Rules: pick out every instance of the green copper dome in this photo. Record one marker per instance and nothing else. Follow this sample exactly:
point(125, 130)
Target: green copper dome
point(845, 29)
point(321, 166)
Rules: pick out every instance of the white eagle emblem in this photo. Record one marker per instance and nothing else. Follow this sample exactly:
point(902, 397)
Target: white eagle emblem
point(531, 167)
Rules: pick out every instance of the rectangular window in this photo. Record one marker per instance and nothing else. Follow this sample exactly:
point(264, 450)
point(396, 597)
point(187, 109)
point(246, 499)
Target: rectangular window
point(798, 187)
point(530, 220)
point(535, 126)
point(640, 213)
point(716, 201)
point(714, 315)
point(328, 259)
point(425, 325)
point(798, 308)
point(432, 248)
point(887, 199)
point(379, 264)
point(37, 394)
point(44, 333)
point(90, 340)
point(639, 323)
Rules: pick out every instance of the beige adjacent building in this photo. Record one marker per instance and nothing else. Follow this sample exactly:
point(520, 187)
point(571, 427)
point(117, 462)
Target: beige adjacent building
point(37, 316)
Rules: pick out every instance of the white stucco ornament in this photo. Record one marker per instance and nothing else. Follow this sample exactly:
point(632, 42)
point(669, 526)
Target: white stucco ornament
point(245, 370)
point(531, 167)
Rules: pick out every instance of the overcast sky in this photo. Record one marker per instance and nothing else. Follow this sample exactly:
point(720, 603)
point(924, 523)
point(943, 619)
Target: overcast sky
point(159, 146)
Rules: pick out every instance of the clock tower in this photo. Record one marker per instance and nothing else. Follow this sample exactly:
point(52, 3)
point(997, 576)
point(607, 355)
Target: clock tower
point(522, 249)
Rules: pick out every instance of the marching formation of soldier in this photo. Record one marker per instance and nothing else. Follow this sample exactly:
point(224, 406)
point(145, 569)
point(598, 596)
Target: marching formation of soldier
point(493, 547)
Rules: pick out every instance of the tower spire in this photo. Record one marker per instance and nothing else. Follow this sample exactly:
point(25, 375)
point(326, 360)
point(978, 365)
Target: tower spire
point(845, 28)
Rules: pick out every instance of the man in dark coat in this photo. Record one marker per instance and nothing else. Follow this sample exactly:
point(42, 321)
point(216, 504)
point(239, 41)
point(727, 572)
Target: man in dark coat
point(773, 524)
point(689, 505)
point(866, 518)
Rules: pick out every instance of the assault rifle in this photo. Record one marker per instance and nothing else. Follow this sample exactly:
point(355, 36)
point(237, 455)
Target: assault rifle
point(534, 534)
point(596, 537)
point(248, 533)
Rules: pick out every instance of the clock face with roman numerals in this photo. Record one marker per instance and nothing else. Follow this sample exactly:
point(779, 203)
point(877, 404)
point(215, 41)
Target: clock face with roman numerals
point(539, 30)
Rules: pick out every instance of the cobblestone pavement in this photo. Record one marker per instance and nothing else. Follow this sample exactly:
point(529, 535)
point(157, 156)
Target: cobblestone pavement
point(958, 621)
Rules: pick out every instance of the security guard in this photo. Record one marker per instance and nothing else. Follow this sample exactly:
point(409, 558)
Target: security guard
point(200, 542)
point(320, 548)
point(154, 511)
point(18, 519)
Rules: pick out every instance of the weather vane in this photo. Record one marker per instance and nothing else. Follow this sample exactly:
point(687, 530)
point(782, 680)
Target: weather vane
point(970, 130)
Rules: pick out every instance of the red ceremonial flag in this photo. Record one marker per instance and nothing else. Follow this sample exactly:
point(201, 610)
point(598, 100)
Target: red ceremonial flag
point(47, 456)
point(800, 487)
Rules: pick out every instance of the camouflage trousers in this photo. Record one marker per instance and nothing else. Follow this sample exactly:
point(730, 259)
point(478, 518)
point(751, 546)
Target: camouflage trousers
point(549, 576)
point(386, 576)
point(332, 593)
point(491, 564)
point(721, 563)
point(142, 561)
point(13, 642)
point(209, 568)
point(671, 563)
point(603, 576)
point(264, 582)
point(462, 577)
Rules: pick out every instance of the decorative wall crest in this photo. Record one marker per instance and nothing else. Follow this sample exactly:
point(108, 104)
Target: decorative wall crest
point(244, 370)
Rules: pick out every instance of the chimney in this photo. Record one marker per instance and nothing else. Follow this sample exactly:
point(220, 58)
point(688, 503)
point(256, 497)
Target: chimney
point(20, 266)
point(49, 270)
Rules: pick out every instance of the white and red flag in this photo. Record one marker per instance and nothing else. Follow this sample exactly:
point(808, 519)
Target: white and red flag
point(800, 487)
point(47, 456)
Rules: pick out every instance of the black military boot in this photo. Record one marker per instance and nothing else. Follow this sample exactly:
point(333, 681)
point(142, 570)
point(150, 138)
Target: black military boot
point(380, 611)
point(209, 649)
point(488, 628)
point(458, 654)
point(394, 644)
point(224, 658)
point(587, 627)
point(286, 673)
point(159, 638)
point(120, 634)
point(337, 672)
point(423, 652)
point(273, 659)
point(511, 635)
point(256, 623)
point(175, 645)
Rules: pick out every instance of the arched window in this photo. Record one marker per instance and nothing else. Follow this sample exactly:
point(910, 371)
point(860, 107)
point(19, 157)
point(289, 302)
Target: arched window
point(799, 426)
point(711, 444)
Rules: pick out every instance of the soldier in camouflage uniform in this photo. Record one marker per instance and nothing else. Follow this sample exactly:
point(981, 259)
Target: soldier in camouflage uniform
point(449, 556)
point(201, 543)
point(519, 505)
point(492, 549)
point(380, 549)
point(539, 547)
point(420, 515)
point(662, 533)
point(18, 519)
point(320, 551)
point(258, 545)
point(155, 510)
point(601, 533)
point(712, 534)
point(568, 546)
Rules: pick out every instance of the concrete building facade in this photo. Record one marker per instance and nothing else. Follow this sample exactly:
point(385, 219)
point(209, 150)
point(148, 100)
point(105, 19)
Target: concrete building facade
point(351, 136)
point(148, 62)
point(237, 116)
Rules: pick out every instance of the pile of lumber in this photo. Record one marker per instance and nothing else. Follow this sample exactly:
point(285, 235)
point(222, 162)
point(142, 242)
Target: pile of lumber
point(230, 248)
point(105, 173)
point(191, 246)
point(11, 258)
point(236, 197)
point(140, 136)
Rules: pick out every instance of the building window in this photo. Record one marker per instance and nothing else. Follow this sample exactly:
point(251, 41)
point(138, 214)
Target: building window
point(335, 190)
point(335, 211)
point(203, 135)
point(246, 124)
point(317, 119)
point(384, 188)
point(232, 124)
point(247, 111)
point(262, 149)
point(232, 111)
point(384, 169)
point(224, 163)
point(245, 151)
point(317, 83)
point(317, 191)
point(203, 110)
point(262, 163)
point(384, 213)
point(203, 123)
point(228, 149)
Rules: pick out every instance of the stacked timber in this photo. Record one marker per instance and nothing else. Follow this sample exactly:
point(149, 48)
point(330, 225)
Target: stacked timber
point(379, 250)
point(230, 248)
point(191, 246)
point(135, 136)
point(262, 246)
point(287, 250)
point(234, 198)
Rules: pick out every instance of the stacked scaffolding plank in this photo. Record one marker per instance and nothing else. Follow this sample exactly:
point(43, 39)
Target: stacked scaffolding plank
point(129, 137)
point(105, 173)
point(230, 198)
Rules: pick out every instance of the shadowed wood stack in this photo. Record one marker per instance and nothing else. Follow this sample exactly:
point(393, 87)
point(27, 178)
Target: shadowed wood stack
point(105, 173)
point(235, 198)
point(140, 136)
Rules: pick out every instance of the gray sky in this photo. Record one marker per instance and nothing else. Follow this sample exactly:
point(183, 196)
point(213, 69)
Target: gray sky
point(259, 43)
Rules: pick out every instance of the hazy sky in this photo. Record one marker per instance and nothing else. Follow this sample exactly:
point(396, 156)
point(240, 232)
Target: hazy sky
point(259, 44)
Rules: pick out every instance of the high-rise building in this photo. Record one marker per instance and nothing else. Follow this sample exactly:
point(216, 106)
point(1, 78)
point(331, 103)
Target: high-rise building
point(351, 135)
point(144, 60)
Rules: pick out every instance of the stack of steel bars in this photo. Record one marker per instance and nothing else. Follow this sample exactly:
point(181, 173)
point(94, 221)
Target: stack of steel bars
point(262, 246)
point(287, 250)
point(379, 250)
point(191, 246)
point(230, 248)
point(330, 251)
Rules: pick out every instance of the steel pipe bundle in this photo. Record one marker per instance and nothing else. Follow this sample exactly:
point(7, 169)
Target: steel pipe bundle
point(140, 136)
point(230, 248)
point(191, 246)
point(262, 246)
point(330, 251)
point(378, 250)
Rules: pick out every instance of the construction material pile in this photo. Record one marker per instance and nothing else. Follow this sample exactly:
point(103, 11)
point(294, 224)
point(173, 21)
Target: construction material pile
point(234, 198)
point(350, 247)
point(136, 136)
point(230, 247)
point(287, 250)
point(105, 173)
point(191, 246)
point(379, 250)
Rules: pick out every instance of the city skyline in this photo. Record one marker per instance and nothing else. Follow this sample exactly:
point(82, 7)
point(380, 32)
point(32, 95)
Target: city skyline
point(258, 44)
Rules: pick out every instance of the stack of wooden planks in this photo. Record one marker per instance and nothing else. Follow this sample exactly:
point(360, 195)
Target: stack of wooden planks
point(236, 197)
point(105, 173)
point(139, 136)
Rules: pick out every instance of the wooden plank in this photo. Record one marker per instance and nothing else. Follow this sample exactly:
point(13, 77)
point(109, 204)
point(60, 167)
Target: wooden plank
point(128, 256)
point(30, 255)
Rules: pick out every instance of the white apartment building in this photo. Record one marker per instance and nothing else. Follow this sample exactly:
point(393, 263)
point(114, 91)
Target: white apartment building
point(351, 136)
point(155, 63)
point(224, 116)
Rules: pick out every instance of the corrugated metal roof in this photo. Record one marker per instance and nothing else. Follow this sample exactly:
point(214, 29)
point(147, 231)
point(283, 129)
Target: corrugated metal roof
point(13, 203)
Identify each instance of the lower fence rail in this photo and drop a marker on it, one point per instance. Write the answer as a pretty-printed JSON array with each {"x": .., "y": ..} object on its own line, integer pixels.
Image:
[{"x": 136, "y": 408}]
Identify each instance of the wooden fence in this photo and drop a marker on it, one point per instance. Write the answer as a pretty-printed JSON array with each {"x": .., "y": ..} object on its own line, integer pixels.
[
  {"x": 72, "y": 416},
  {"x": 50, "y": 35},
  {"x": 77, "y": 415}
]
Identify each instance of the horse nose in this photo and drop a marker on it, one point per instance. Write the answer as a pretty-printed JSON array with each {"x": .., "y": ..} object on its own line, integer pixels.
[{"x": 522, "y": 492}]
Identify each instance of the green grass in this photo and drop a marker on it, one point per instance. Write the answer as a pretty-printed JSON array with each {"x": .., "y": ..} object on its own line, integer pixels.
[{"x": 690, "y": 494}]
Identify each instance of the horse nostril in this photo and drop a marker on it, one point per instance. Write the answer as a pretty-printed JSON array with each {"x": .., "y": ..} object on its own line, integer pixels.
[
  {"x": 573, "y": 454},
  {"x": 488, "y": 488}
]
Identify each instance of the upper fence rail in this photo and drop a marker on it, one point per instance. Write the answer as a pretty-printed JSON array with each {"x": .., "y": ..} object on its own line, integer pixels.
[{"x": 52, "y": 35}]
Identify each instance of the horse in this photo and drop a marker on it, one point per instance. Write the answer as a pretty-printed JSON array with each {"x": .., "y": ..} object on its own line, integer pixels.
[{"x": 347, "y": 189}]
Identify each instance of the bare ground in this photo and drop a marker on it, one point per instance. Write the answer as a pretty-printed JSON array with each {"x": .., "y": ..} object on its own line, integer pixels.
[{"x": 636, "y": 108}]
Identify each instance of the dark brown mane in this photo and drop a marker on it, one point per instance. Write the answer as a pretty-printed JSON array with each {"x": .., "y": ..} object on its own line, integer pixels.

● WORK ORDER: Word for word, quote the lines of the material from the first line through the line with "point(720, 603)", both ends included.

● RESPONSE TO THE EXERCISE:
Rules: pick out every instance of the green copper dome in this photo. Record one marker per instance and nothing else. Follow this sample exactly:
point(125, 130)
Target: green copper dome
point(845, 29)
point(321, 166)
Rules: pick out every instance of the white eagle emblem in this photo. Record one marker per instance and nothing else. Follow this sample exactly:
point(902, 397)
Target: white eagle emblem
point(531, 167)
Rules: pick out every instance of the rectangular window in this photo. Record one marker per instance and nothing else. Follow this sample exactly:
point(264, 450)
point(396, 597)
point(187, 109)
point(246, 499)
Target: rectangular window
point(798, 187)
point(530, 220)
point(535, 126)
point(640, 213)
point(716, 201)
point(714, 315)
point(328, 259)
point(425, 325)
point(798, 308)
point(432, 248)
point(887, 199)
point(379, 264)
point(37, 394)
point(44, 333)
point(90, 340)
point(639, 323)
Rules: pick out every instance of the beige adjacent building in this photo. Record one marker per instance and nothing else. Follow this sample exactly:
point(520, 187)
point(571, 427)
point(117, 462)
Target: beige adjacent building
point(37, 316)
Rules: pick out every instance of the white stucco ornament in this photo. Record one marker per instance and nothing else. Follow this sample exactly:
point(632, 42)
point(669, 526)
Target: white stucco ornament
point(245, 370)
point(531, 167)
Rules: pick out every instance of the overcast sky in this photo. Record one marker per instance and nothing else. Follow this sample exactly:
point(720, 603)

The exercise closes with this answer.